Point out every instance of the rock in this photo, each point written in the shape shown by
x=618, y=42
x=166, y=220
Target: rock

* * *

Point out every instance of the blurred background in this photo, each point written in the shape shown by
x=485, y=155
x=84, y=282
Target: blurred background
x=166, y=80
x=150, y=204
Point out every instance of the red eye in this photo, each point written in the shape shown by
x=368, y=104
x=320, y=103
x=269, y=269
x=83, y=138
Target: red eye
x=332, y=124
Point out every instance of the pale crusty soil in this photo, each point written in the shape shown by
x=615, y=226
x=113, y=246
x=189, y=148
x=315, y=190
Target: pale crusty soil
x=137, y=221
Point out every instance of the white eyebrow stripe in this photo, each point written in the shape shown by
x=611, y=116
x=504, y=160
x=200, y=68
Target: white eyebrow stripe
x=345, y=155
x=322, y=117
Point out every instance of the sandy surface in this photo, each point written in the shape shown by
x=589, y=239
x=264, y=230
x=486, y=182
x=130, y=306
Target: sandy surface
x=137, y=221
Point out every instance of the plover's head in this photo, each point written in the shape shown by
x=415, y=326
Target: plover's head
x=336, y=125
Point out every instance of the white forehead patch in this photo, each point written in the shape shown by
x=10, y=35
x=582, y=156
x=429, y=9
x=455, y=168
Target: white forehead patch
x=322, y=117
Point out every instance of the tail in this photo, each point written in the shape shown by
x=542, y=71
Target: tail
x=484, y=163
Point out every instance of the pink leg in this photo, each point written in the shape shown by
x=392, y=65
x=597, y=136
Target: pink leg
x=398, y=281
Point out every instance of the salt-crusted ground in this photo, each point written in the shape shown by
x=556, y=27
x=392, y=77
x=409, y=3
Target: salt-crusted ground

### WORK TO DO
Copy the material word for word, from the line containing "Point out every instance of the pale" through the line containing "Target: salt-crusted ground", including both of those lines.

### RESULT
Point out every instance of the pale crusty soil in this photo, each point written in the shape shown by
x=615, y=226
x=113, y=246
x=189, y=148
x=315, y=190
Target: pale crusty soil
x=137, y=221
Point out every instance of the white eyebrow stripe in this photo, each point written in the shape shown by
x=611, y=116
x=504, y=160
x=200, y=68
Target: white eyebrow stripe
x=345, y=155
x=322, y=117
Point out every instance of the sandy surface in this photo, each point written in the shape shown by
x=589, y=239
x=264, y=230
x=486, y=182
x=130, y=306
Target: sandy surface
x=137, y=221
Point out every instance of the plover's head in this photo, each point written in the shape shown by
x=415, y=326
Target: plover's head
x=336, y=125
Point out every instance of the white forehead patch in this photo, each point written in the shape shown by
x=10, y=35
x=582, y=156
x=429, y=9
x=455, y=168
Target: white forehead patch
x=322, y=117
Point out every instance of the tail in this photo, each point written in the shape shown by
x=542, y=71
Target: tail
x=484, y=163
Point out every instance of the pink leg in this photo, each point written in the shape shown by
x=392, y=65
x=597, y=136
Target: pink leg
x=398, y=281
Point out every instance of the salt-crusted ground in this photo, each point written in the shape shown by
x=556, y=27
x=392, y=77
x=409, y=3
Target: salt-crusted ground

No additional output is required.